**TASK INSTRUCTIONS:**
List every line of the material that contains the word "trunk". Case counts.

+++ LISTED RECORDS

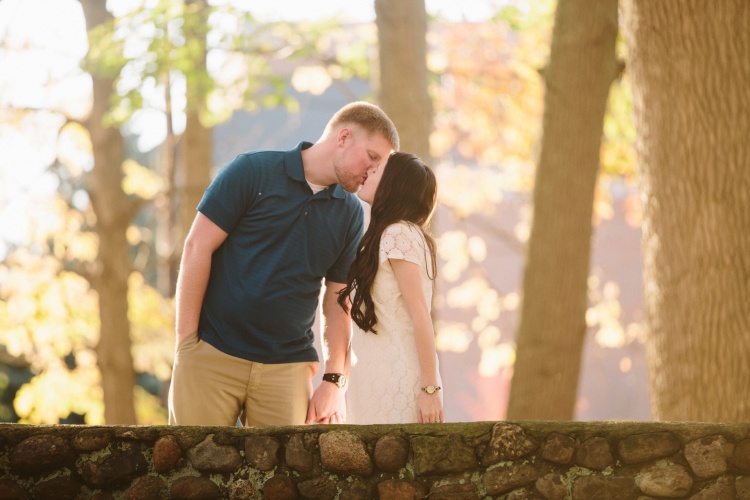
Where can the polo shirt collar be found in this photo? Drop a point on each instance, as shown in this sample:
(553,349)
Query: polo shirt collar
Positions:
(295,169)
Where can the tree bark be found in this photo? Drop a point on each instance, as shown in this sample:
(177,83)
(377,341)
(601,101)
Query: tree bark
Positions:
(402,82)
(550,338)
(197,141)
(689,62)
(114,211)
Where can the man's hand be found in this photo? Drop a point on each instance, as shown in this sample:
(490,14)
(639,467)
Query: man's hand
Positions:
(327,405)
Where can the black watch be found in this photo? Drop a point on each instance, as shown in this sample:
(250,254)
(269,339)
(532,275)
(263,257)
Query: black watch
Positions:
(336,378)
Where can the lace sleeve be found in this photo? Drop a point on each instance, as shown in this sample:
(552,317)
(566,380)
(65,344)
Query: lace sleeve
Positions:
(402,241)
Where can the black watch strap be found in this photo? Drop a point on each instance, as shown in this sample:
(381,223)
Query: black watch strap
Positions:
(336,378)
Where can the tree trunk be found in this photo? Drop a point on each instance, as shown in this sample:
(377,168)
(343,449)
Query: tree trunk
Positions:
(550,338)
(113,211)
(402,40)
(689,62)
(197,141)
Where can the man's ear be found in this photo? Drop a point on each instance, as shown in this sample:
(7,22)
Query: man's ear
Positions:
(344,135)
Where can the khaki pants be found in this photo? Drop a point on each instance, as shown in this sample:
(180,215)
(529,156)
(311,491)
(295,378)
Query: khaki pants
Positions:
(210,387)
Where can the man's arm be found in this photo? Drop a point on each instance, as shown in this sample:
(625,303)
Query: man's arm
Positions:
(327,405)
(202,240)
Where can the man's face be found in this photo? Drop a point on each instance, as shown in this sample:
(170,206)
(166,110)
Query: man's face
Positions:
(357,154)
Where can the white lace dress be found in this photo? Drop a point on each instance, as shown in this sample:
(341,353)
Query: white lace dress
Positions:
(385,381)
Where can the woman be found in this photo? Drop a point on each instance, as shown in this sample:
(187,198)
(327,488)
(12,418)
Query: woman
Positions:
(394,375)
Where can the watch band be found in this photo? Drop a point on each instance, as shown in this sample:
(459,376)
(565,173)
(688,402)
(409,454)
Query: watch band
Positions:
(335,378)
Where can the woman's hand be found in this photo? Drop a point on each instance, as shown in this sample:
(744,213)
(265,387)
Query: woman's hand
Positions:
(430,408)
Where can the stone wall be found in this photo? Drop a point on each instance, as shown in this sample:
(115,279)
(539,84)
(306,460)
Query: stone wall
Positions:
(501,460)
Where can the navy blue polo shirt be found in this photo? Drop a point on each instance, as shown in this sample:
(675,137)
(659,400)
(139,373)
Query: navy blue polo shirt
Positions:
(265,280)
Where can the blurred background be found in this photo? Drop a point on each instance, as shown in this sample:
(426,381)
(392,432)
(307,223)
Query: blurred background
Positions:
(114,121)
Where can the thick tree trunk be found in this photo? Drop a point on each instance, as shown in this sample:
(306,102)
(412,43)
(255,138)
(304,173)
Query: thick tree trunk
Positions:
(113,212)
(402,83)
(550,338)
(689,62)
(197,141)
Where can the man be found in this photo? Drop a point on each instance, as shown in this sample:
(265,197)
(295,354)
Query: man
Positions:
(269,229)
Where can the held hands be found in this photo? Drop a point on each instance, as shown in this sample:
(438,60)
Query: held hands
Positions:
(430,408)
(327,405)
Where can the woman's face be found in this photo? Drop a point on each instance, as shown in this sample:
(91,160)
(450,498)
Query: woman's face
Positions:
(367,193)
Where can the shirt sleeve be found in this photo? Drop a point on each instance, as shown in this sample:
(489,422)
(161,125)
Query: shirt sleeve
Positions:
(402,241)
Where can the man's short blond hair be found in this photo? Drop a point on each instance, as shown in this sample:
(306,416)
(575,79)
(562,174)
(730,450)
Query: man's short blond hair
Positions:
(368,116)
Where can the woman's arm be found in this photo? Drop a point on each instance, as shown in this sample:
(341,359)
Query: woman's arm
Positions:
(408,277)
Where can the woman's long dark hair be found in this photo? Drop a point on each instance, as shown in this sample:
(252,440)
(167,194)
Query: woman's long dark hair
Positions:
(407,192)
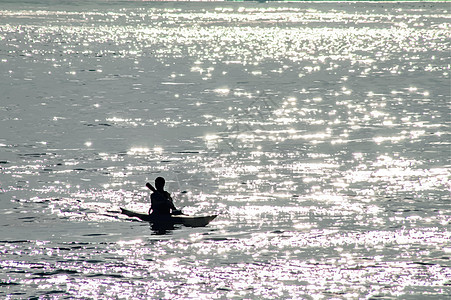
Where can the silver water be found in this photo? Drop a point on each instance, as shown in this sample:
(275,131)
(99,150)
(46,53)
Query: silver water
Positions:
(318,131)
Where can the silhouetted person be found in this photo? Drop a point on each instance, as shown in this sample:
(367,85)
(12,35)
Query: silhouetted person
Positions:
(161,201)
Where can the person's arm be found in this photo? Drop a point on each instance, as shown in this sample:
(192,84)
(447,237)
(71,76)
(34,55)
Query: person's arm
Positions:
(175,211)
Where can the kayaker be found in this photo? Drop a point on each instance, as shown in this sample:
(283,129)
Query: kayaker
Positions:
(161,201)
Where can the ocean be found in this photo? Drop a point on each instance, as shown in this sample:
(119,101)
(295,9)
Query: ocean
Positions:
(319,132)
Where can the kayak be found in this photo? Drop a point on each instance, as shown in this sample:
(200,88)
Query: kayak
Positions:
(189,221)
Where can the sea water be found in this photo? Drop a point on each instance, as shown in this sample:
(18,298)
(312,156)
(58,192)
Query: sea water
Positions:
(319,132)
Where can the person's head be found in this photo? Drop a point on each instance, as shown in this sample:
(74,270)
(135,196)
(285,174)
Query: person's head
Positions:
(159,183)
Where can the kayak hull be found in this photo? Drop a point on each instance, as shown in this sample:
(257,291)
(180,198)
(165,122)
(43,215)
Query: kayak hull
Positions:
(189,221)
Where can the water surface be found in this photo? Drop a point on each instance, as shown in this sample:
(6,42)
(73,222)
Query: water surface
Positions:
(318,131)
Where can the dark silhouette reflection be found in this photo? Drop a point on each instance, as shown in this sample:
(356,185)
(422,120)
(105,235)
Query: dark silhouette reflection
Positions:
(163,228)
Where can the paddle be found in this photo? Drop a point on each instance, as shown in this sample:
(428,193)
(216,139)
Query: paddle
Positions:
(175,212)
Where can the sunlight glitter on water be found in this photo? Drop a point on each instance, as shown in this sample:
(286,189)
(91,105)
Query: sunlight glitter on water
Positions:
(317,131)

++++++
+++ LISTED RECORDS

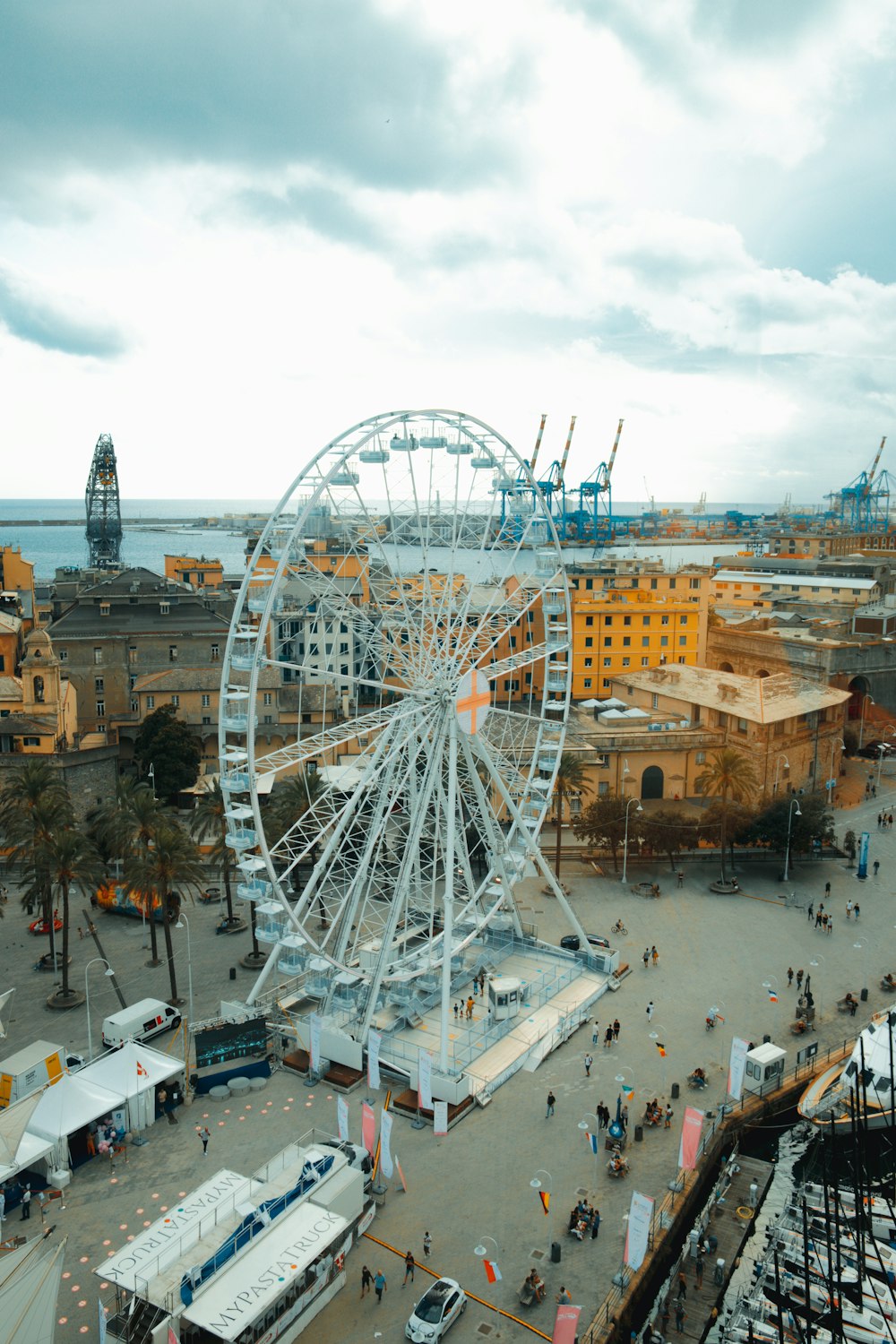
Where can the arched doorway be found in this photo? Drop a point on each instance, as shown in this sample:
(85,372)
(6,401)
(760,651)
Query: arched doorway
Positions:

++++++
+++ LISTED RECORDS

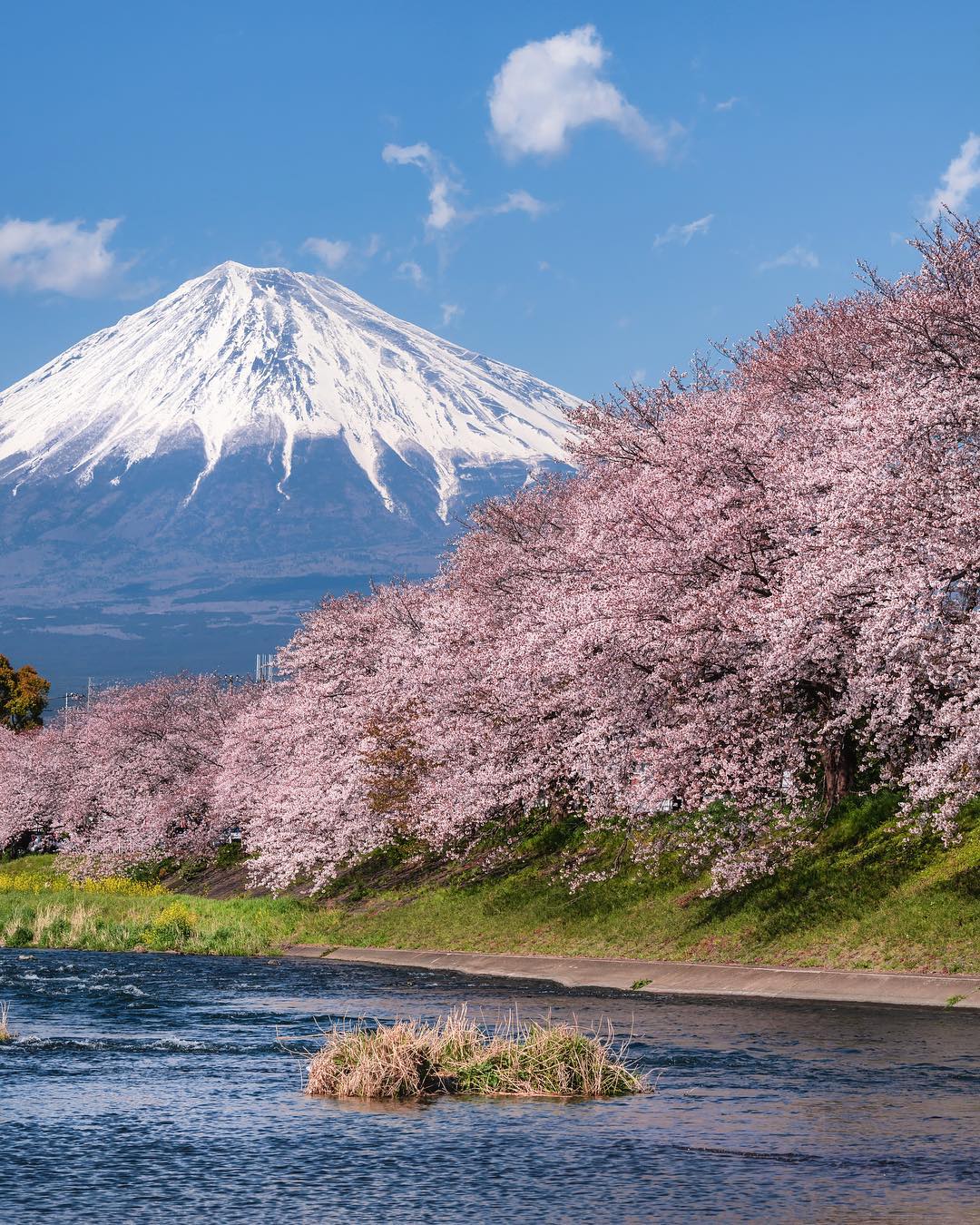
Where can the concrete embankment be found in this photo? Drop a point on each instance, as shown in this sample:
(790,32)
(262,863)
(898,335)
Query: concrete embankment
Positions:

++++++

**RESPONSE:**
Where can the tree trunk be found in this photo? Drop a point on each instance, as shown in this sample:
Query: tree trunk
Where can the thick tree trunk be found in this photo? Drop a point on each instance, as shown in this sample:
Query: thick tree trunk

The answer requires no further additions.